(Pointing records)

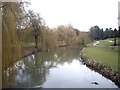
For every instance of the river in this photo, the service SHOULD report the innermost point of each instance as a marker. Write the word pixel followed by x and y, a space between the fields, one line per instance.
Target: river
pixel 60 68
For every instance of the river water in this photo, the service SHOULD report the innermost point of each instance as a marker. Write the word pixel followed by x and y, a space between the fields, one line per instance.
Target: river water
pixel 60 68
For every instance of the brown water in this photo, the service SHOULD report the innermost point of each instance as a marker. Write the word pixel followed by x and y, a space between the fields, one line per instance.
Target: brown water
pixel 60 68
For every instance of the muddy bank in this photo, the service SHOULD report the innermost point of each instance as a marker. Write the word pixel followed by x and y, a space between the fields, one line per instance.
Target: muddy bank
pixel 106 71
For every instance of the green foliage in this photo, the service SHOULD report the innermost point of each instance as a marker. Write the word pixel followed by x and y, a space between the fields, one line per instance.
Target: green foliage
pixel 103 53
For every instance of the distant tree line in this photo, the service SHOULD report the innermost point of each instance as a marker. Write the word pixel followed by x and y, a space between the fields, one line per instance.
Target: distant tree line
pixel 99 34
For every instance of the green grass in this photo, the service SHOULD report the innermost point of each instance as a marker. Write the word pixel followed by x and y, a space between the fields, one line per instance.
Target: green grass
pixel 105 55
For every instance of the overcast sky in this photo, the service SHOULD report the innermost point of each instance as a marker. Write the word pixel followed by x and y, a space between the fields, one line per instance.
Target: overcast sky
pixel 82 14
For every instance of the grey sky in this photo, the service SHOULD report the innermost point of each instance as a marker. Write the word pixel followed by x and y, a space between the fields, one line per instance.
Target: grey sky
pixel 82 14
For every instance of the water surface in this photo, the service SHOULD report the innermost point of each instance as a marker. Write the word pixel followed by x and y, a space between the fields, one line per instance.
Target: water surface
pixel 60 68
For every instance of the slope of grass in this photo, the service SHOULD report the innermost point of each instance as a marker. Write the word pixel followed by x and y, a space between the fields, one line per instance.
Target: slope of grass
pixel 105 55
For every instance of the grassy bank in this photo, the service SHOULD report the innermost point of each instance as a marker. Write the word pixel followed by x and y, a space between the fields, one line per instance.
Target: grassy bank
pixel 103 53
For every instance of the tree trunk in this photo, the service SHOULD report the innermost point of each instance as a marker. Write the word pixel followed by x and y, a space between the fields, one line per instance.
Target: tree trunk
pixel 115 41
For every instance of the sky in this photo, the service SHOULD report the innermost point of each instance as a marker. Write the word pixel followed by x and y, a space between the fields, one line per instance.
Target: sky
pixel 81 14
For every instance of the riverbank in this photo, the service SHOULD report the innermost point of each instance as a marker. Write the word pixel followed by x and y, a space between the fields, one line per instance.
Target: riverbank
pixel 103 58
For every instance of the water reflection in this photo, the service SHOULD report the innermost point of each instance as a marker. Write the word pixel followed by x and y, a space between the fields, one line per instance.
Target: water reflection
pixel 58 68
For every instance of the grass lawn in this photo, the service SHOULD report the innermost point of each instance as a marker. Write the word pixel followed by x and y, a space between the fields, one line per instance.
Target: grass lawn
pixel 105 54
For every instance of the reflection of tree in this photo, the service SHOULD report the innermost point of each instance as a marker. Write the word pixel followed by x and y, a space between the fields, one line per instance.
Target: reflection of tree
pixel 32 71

* * *

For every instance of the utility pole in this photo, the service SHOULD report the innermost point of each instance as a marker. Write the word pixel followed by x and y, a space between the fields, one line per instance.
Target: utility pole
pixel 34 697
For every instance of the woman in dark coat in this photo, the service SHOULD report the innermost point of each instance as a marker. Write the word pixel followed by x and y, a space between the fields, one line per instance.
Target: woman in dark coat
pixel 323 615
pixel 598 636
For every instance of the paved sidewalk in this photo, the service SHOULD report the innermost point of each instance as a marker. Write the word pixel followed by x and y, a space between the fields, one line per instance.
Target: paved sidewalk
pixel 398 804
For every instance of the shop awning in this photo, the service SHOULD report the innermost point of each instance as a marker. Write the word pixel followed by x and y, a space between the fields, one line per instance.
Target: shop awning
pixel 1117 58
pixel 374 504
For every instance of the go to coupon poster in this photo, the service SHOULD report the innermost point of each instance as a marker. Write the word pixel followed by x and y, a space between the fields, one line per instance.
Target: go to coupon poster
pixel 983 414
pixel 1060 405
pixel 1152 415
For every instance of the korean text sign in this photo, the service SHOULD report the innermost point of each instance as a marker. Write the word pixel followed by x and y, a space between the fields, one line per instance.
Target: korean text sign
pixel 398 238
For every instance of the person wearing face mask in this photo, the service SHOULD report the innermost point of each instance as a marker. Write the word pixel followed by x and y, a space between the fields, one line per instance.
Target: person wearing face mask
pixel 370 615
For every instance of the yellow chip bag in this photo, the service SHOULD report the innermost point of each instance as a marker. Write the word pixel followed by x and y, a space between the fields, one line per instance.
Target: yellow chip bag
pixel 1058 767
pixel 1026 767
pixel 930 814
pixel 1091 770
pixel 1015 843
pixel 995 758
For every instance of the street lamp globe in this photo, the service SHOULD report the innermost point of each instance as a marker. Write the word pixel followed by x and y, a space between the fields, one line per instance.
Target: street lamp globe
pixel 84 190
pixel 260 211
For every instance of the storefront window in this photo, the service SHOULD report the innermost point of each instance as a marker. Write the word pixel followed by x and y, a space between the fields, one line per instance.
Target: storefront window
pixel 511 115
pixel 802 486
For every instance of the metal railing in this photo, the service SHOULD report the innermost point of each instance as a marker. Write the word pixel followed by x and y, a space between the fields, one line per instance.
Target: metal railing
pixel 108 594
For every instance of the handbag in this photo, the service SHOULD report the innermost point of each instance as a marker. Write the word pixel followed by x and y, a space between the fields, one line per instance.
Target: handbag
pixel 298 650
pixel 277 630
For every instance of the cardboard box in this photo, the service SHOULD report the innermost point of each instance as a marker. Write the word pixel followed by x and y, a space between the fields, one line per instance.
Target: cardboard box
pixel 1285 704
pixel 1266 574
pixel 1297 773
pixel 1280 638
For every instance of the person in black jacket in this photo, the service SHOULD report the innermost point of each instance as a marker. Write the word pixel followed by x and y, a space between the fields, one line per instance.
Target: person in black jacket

● Exercise instructions: Retype the listing above word for word, beginning with the line containing "For every instance of the go" and continuing through the line containing "pixel 370 615".

● Solution for this exercise:
For every instance of the go to coupon poster in this photo, the service SHOULD report the innermost point of each instance as a marker. Write the word pixel followed by x and y, a space between the fields, one line per instance.
Target: go to coupon poster
pixel 983 414
pixel 1060 405
pixel 1152 415
For every instance of the korean text sign in this photo, the service SHOULD report the innermost point of each instance as a marker. Write the word pixel followed by x and y, a space between the fields, one line per instance.
Target: korean text sign
pixel 398 238
For every instance of the person wearing face mask in this photo, the service SHOULD report the innermost point of each instance as a marker. Write the word pixel followed by x and y, a space between the fields, one line per instance.
Target: person wearing face mask
pixel 370 615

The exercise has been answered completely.